◆ **Exercise directions**
A word-for-word transcription of every record is needed.

◆ **Saved entries**
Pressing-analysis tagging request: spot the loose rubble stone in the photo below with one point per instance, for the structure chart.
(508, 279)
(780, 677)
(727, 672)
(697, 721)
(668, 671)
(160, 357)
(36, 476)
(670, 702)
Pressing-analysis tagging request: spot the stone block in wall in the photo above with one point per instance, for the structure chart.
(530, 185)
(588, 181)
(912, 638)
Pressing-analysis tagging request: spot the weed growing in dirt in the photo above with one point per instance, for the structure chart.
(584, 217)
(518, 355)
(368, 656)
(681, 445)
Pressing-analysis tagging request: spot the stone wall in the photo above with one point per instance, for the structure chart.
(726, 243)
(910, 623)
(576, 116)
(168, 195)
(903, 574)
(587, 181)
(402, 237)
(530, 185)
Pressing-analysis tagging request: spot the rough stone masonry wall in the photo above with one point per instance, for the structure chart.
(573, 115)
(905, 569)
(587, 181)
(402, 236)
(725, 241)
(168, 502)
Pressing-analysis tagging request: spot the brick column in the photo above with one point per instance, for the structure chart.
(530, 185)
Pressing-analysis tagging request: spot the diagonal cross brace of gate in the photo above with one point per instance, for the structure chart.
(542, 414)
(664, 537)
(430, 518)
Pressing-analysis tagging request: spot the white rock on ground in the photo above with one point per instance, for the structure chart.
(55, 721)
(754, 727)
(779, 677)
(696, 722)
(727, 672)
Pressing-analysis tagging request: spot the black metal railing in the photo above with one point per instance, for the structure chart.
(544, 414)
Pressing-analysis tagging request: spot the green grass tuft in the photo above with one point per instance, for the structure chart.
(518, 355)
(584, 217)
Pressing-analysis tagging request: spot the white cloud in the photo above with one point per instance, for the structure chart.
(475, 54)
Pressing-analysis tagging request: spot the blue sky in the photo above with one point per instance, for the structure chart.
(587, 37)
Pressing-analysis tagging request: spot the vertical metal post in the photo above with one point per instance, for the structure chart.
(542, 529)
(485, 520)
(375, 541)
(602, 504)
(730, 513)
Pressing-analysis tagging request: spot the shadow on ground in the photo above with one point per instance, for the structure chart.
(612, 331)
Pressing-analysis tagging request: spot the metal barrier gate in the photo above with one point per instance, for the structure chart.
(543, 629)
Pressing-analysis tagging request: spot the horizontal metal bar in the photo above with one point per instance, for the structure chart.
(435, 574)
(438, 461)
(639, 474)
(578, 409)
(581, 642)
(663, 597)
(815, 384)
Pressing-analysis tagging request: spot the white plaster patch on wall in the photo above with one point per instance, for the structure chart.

◆ **Result**
Pressing-analysis tagging request: spot the loose rubble stone in the photo below with one point per instance, for the structure chart.
(508, 279)
(780, 677)
(727, 672)
(697, 721)
(668, 671)
(160, 357)
(36, 476)
(670, 702)
Pressing-analysis tagging request: spot the stone block in wall in the photo above with one point per instance, for the structure chart.
(530, 185)
(588, 181)
(912, 638)
Pressing-analysis tagging request: spot the weed growing in dirt in the photo above with one point per instance, for the structure chart.
(584, 217)
(518, 355)
(368, 656)
(681, 445)
Pressing-analysis tagging request: spot the stone wall in the photo above with one point per instance, for the structure chart.
(726, 243)
(910, 623)
(576, 116)
(168, 195)
(903, 574)
(587, 181)
(402, 237)
(530, 185)
Pressing-analysis tagging request: spot the rough stone masonry wall in the photo above with one point per instance, for the structure chart.
(573, 115)
(905, 569)
(587, 181)
(402, 236)
(725, 241)
(168, 502)
Pressing-analysis tagging request: spot the brick column in the photo above with one point per instance, for the structure chart.
(530, 185)
Pressing-analysis tagging request: spot the diagonal cross brace of gate in the photo above with one point per instance, for the structure chart.
(542, 414)
(664, 537)
(430, 518)
Pressing-analysis tagging request: spot the white rock on ground in the photo above with one point per instance, for the structure chart.
(55, 721)
(754, 727)
(779, 677)
(696, 722)
(727, 672)
Pressing-analysis tagging request: spot the black metal railing in the photo above with one point per instance, for the structure chart.
(544, 414)
Pressing-analysis tagging request: spot the green grass tuft in the photo above with one point per instance, for the structure chart.
(518, 355)
(584, 217)
Pressing-analysis tagging request: spot the white cloud in the photo above with one point per instance, for the structure chart.
(475, 54)
Pressing-analysis tagging request: spot the blue sky in the photo above with one point per instance, for the structure chart.
(587, 37)
Pressing-analysis tagging request: spot the vertical metal post in the photo above with one point per instance, for the structure chart.
(542, 529)
(485, 520)
(375, 541)
(602, 504)
(730, 513)
Pressing-analysis tagging request: spot the shadow on ground in the photo above with one point per instance, for the structure chart.
(612, 331)
Pressing-analysis tagging request: spot the metal barrier gate in the photo above with one point per instance, for the structure chart.
(543, 629)
Pressing-analysis tagging request: spot the horizontal metal bar in the photo above with one point per instance, for the structure chart.
(435, 574)
(438, 461)
(639, 474)
(578, 409)
(581, 642)
(663, 597)
(815, 384)
Pressing-analysis tagging request: spot the white plaster patch on wall in the photo above with one point per instance, for the structure chart.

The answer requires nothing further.